**Tasks to carry out:**
1) Answer these questions using the Devil Mountain Run text:
(a) Who began the race, and for what organization was it a fundraiser?
(b) On what date was the first race held?
(c) Where was the race's start moved beginning in 2000?
2) Can you carry the Devil Mountain Run text forward, picking up after its final sentence?
--- Document extract Enclosed Below ---
The Devil Mountain Run is a 5K/10K foot-race held annually in Danville, California since 1978.

History
It was begun as a fundraiser for the Rowan Branch of Children's Hospital Oakland by local volunteers Nancy Lewis and Jacquie Graham.

The first race was held as a 10K on May 21, 1978.  All of the following races were held on the first Sunday in May.  The initial race drew 2,000 participants and, at its peak, the Devil Mountain Run had over 10,000 runners. The original course (1978 to 1999) began and ended at the Town and Country Shopping Center as the competitors ran through Danville neighborhoods.  Beginning in 2000, the start of the race was moved to what was then the Andronico's grocery store on Railroad Avenue.  The 10K course was modified so that it no longer spent as much time in the neighborhoods.  The first half of the 10K was mostly on San Ramon Valley Boulevard and the last half was spent on the Iron Horse Trail, a popular biking and jogging trail.
--- End of Enclosed Document extract ---
--- Input data Enclosed Below ---
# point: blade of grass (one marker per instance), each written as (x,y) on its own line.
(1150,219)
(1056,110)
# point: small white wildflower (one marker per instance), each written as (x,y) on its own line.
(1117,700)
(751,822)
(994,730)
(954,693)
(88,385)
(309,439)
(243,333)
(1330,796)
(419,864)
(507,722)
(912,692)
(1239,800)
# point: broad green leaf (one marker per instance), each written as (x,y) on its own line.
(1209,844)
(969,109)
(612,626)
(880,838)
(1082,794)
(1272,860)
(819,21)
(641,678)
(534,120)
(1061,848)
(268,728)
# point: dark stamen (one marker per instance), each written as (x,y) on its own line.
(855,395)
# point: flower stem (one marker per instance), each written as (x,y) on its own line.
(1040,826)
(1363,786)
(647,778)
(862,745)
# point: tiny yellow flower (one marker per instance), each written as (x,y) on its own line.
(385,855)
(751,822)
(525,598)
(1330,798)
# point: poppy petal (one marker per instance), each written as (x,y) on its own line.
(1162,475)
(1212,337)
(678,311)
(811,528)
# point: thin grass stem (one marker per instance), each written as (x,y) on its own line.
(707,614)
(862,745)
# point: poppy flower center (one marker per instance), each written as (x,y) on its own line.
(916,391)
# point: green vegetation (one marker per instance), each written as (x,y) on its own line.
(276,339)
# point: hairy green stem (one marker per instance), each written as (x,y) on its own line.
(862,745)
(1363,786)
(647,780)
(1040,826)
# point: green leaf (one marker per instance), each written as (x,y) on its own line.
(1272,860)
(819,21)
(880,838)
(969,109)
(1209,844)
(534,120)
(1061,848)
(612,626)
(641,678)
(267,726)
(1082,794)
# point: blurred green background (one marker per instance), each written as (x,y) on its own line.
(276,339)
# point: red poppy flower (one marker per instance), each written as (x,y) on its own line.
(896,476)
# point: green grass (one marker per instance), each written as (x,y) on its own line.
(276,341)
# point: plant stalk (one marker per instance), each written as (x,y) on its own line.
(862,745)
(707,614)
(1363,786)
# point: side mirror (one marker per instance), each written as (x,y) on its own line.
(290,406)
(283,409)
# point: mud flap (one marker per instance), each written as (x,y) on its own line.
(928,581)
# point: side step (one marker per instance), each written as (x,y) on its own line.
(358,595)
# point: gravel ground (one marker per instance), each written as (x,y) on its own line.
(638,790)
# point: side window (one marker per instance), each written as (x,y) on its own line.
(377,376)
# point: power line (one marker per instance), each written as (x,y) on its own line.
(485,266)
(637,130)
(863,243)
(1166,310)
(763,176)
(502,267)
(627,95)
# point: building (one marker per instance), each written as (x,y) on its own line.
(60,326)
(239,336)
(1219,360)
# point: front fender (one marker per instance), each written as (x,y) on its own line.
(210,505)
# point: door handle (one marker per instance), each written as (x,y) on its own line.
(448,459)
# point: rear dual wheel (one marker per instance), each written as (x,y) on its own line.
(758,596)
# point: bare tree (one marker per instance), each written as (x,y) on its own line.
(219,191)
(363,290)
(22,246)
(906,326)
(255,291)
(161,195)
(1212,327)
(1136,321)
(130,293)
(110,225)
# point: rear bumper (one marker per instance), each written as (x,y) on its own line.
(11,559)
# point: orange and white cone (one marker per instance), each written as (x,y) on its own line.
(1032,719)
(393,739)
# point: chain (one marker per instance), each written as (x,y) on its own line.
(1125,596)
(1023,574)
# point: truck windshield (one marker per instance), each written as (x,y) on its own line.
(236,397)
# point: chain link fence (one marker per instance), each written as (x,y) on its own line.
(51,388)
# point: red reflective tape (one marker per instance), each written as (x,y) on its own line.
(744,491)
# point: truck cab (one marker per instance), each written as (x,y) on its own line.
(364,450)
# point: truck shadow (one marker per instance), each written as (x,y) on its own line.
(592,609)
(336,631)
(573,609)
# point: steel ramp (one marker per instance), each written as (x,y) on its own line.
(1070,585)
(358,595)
--- End of Enclosed Input data ---
**Replies:**
1)
(a) Local volunteers Nancy Lewis and Jacquie Graham began it as a fundraiser for the Rowan Branch of Children's Hospital Oakland.
(b) May 21, 1978.
(c) To what was then the Andronico's grocery store on Railroad Avenue.

2)
Over the 30-plus years of the race, over $2 Million was raised for Children's Hospital Oakland. The race survived near-cancellation at least three times—twice in the 1990s  and also in 2006. The final Children's Hospital Oakland sponsored race was held on May 1, 2011, as the hospital elected to  focus their fundraising efforts elsewhere. Forward Motion Sports sponsored a free 5K/10K for 2012  and is one of the sponsors for the relaunched 2013 Devil Mountain Run 5K/10K race to be held on May 5, 2013.